▶ [Supplied text]:
Climate change contributes to global economic inequality. Economic inequality between lower income and more prosperous countries has decreased in recent years, narrowing a problematic gap in national GDPs worldwide.

However, a new study has found that global warming is providing ample room for colder climate countries like Norway to thrive while warm climate countries like India suffer economic declines.

In the world’s poorest countries, global warming decreased potential income earnings per person by 17 to 30 percent.

Researchers from Stanford University conducted the study, and the results show that the gap between countries with the lowest and highest economies is 25 percent larger than it would have been due to climate change.

The study was published in the journal Proceedings of the National Academy of Sciences.

“Our results show that most of the poorest countries on Earth are considerably poorer than they would have been without global warming,” said Noah Diffenbaugh, the lead author of the study. “At the same time, the majority of rich countries are richer than they would have been.”

The researchers built on previous data covering 50 years of annual temperature and GDP measurement comparisons for 165 countries.

Climate warming over the past 50 years benefitted colder countries but dragged down warm climate countries.

“The historical data clearly show that crops are more productive, people are healthier and we are more productive at work when temperatures are neither too hot nor too cold,” said Marshall Burke, a co-author of the study. “This means that in cold countries, a little bit of warming can help. The opposite is true in places that are already hot.”

For this study, the researchers wanted to see how economic outputs would have changed given different climate scenarios depending on the country.

The researchers analyzed data from more than 20 climate models and calculated more than 20,0000 annual economic growth rates per country under a no climate change scenario.

The decline in economic growth rate for many warm, low-income countries, is the result of years and years of accumulating impacts from climate change. In India, the researchers found that the economy is 31 percent smaller than it would have been without global warming.

“For most countries, whether global warming has helped or hurt economic growth is pretty certain,” said Burke. “There’s essentially no uncertainty that they’ve [tropical countries] been harmed. It’s a huge loss compared to where these countries would have been otherwise.”

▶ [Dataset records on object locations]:

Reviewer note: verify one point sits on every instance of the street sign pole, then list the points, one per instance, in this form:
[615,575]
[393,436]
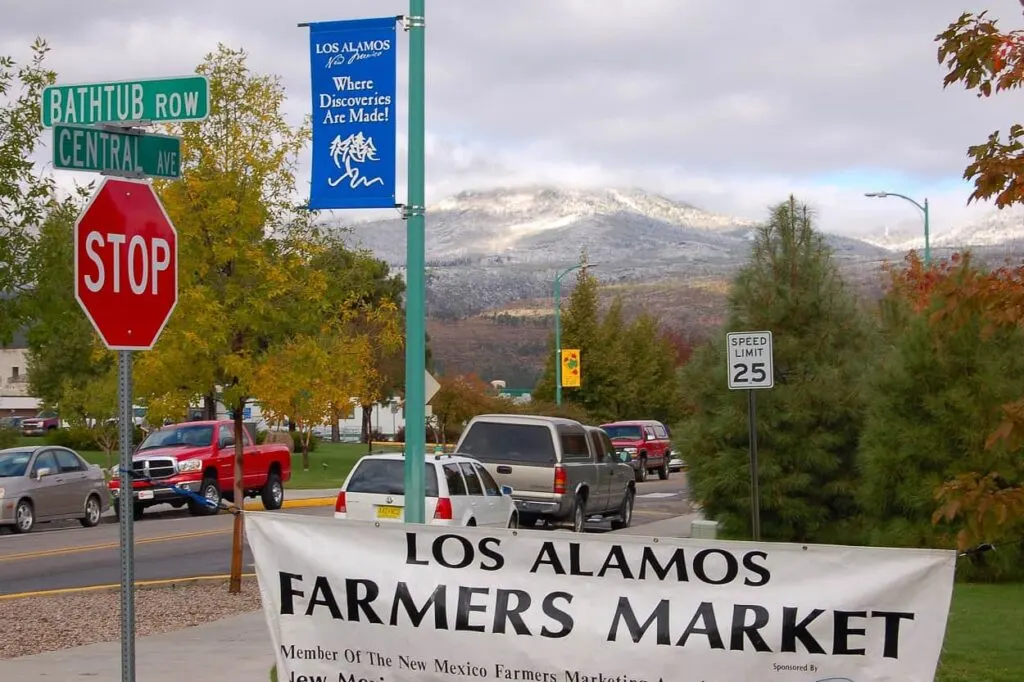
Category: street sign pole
[99,128]
[752,418]
[752,367]
[416,402]
[127,520]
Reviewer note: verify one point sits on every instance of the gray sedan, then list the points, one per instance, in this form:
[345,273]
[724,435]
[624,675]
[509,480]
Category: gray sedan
[49,483]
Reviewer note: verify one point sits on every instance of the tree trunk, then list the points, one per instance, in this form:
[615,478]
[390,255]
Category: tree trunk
[235,584]
[368,426]
[305,450]
[210,407]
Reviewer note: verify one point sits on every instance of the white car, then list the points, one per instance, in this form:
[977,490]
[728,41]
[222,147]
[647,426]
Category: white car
[459,492]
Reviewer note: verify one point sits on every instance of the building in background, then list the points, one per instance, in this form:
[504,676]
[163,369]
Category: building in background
[14,398]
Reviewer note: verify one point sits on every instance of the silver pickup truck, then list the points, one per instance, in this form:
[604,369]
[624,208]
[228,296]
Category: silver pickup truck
[559,470]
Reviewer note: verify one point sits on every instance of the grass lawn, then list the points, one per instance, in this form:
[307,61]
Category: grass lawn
[985,635]
[329,464]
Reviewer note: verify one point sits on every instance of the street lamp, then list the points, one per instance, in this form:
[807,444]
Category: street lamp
[558,327]
[924,209]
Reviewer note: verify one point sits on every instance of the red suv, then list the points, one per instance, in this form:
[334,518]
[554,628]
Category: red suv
[644,443]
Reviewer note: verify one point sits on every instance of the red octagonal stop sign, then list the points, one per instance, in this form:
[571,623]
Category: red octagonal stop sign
[126,264]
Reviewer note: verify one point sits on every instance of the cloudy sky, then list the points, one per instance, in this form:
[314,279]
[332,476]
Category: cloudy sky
[729,105]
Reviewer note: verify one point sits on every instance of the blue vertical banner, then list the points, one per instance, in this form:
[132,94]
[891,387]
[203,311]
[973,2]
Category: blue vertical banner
[353,69]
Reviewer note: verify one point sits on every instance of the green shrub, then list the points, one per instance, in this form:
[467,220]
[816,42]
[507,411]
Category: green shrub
[8,438]
[76,437]
[297,438]
[934,398]
[85,438]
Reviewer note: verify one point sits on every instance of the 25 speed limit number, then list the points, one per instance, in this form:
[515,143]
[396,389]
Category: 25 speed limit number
[751,359]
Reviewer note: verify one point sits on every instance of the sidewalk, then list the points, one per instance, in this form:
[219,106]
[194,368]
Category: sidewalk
[236,649]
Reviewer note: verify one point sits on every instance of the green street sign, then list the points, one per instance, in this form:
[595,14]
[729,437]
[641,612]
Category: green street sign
[97,151]
[156,100]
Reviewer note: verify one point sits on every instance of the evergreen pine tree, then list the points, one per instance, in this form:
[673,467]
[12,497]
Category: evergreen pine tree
[808,424]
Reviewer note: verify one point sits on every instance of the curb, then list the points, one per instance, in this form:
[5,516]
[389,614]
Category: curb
[293,504]
[117,586]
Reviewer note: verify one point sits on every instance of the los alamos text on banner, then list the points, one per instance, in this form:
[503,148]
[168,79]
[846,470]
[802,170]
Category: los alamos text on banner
[349,601]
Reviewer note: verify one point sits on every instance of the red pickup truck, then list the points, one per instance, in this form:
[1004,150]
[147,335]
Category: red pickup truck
[199,457]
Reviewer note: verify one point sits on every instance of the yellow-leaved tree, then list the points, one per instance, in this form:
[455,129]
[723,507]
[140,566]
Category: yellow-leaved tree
[305,378]
[244,253]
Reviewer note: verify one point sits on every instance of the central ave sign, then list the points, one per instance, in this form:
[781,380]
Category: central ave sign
[126,264]
[95,150]
[461,603]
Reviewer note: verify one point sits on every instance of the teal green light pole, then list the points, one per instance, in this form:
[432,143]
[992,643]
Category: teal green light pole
[558,328]
[923,208]
[416,310]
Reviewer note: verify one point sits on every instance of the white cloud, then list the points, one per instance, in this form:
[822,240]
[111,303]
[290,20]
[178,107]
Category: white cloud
[726,108]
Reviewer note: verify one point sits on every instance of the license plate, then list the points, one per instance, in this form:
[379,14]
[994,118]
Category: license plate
[389,512]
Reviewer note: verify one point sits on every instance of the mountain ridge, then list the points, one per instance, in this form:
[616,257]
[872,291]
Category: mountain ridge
[493,255]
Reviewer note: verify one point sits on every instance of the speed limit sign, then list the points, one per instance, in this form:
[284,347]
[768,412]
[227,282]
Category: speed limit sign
[750,360]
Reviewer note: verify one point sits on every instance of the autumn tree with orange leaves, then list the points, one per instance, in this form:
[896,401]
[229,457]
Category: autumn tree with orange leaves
[934,400]
[988,501]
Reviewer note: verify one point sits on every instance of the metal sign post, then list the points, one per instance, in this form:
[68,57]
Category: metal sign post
[751,366]
[126,262]
[127,520]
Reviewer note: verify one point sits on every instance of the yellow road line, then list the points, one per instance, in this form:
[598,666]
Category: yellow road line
[60,551]
[117,586]
[256,505]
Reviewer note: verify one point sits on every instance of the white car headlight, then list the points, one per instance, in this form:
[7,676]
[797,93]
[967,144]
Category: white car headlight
[195,464]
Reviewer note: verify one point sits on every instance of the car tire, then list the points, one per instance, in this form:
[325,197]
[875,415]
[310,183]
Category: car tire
[641,473]
[93,512]
[625,511]
[579,514]
[272,495]
[25,517]
[209,489]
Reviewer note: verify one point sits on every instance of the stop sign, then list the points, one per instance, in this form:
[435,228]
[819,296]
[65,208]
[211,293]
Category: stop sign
[126,263]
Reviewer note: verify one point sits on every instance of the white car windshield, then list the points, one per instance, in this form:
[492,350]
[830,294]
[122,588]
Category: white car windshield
[387,477]
[14,464]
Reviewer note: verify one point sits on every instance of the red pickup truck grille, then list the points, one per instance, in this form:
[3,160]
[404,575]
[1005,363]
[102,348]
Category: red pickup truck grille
[157,468]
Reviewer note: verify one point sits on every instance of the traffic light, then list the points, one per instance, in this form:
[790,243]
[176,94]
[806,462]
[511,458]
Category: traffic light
[570,368]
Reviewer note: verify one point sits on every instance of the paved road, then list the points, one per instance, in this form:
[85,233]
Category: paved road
[175,545]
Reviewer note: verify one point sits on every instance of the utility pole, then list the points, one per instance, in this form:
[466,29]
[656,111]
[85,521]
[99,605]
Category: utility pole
[416,312]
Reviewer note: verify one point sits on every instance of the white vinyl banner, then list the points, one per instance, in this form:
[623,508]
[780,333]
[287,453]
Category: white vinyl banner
[349,601]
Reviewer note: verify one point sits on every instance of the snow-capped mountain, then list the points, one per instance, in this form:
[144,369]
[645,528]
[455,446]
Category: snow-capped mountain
[488,248]
[999,228]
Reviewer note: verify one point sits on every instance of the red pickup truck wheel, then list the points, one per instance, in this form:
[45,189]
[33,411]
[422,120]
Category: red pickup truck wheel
[272,495]
[211,492]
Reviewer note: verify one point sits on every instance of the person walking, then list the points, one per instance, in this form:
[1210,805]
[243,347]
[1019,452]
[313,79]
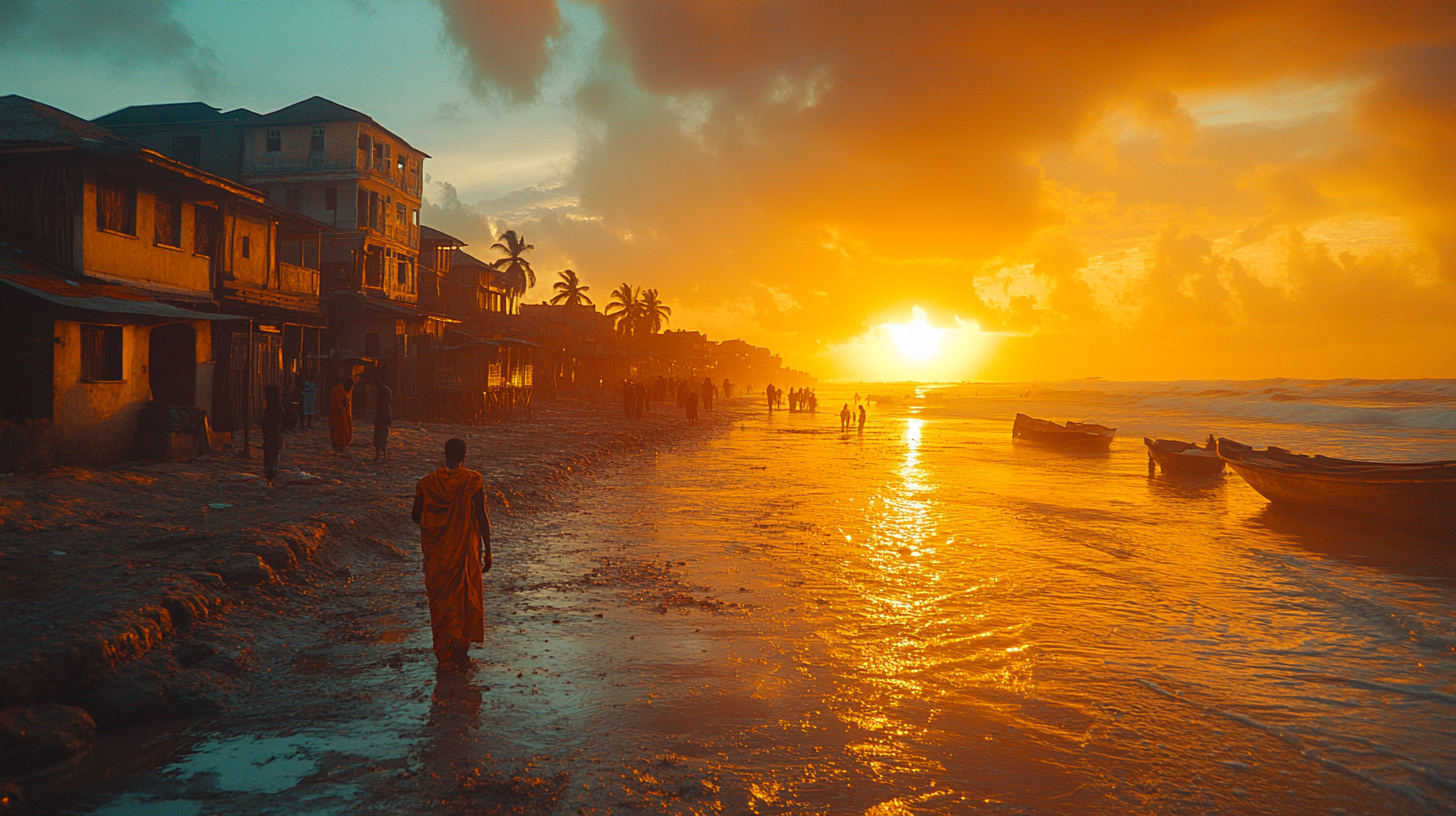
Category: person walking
[273,433]
[341,416]
[455,535]
[309,401]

▶ [What the task asks]:
Reproduce the part of the climate change and inequality article above that begins with the words "The decline in" and ends with "without global warming.".

▶ [Result of the exercise]:
The decline in economic growth rate for many warm, low-income countries, is the result of years and years of accumulating impacts from climate change. In India, the researchers found that the economy is 31 percent smaller than it would have been without global warming.